▶ Excerpted data

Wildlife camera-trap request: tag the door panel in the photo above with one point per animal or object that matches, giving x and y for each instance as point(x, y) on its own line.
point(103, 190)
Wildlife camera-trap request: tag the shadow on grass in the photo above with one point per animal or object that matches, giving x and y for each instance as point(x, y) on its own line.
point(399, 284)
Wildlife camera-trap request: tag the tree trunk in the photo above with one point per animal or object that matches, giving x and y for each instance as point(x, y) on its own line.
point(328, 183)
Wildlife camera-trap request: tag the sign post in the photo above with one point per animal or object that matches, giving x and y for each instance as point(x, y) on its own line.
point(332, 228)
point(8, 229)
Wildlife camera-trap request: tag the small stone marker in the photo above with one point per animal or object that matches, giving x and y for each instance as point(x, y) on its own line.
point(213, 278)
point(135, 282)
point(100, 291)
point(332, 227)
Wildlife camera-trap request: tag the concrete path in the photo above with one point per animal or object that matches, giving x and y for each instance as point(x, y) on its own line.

* * *

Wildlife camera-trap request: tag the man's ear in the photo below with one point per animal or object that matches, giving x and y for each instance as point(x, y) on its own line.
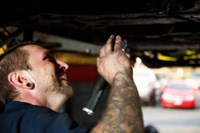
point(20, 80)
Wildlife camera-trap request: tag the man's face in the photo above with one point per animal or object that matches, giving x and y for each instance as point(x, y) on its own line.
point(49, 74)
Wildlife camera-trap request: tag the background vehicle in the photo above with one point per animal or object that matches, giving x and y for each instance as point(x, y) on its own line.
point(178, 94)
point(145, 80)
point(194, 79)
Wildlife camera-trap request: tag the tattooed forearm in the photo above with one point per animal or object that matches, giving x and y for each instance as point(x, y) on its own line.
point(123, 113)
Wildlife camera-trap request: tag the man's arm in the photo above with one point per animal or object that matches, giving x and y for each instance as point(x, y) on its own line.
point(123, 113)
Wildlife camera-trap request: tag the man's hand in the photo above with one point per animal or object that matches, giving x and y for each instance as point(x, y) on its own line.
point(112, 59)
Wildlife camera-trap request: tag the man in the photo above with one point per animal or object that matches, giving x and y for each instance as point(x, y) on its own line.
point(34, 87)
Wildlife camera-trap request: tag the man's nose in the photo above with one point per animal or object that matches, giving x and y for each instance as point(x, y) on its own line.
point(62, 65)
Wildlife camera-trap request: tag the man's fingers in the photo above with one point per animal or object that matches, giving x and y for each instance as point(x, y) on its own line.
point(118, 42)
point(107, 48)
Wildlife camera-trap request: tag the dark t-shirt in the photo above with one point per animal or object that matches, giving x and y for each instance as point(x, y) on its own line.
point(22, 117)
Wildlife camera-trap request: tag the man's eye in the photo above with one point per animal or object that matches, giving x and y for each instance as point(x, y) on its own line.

▶ Written instruction
Reproduce the records starting at the line that contains "Wildlife camera-trap request: tag the man's fingers" and ending at the line that contains "Wildlife camera-trap request: tag the man's eye", swapping "dark t-shirt" for "gray t-shirt" and leaving everything else unchanged.

▶ Task result
Wildlife camera-trap request: tag the man's fingers in the photo above with one point per animal or object that matches, giving x and y for each instance as point(x, y) on its own line.
point(118, 42)
point(107, 48)
Wildlife camera-trap request: tag the gray t-shirt in the photo above with one point per animal or object that matches, giving x and y for each instance as point(x, y) on its own line.
point(22, 117)
Wildlife camera-trap request: tag the man's eye in the photo above with one point per animal or object that matches, giving x and y for each instance as point(x, y) on its own line.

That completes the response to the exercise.